WORK REQUEST: Return every line of the data below that includes the string "with".

RAW DATA:
------------------------------------------------
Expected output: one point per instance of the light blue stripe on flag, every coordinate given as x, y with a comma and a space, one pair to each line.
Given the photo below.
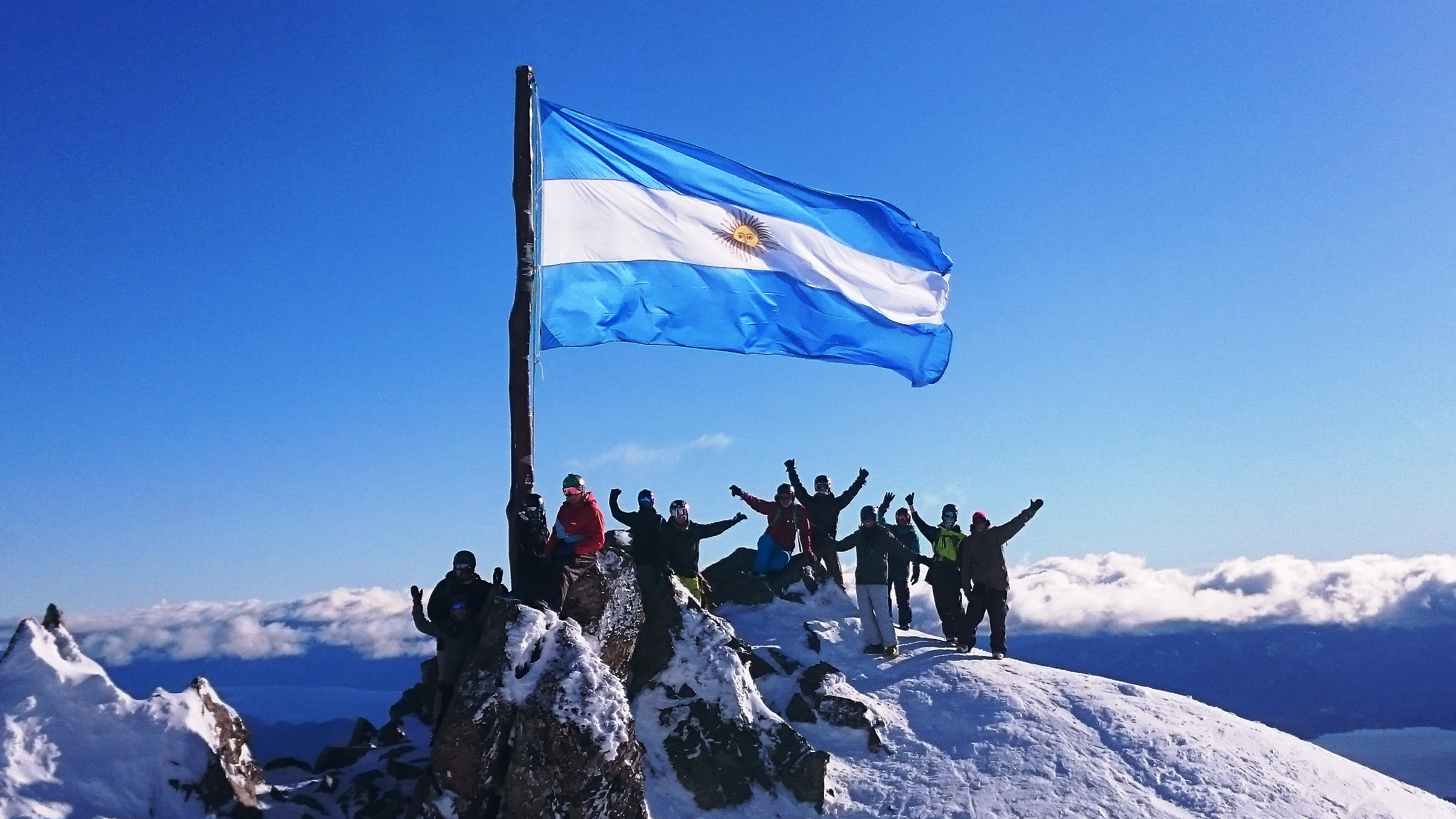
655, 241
------------------------------------------------
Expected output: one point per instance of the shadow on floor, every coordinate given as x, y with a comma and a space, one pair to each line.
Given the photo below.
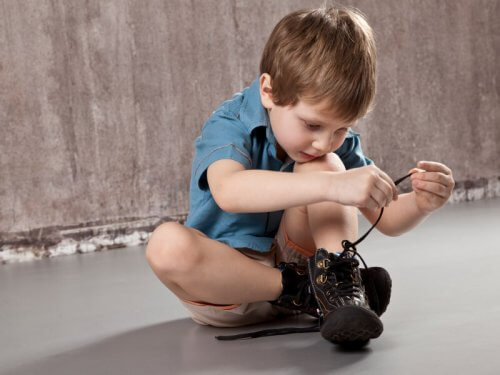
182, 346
------------------------------------------------
RESPONSE TO THIS EXERCISE:
Expected output: one point per instance of the light blue stripe on flag, every coordinate given as x, y with a comma and a space, one pair to each line.
Expected output: one point per instance of the shadow on floor, every coordinate given as x, y with a comma and a space, one pair to each line.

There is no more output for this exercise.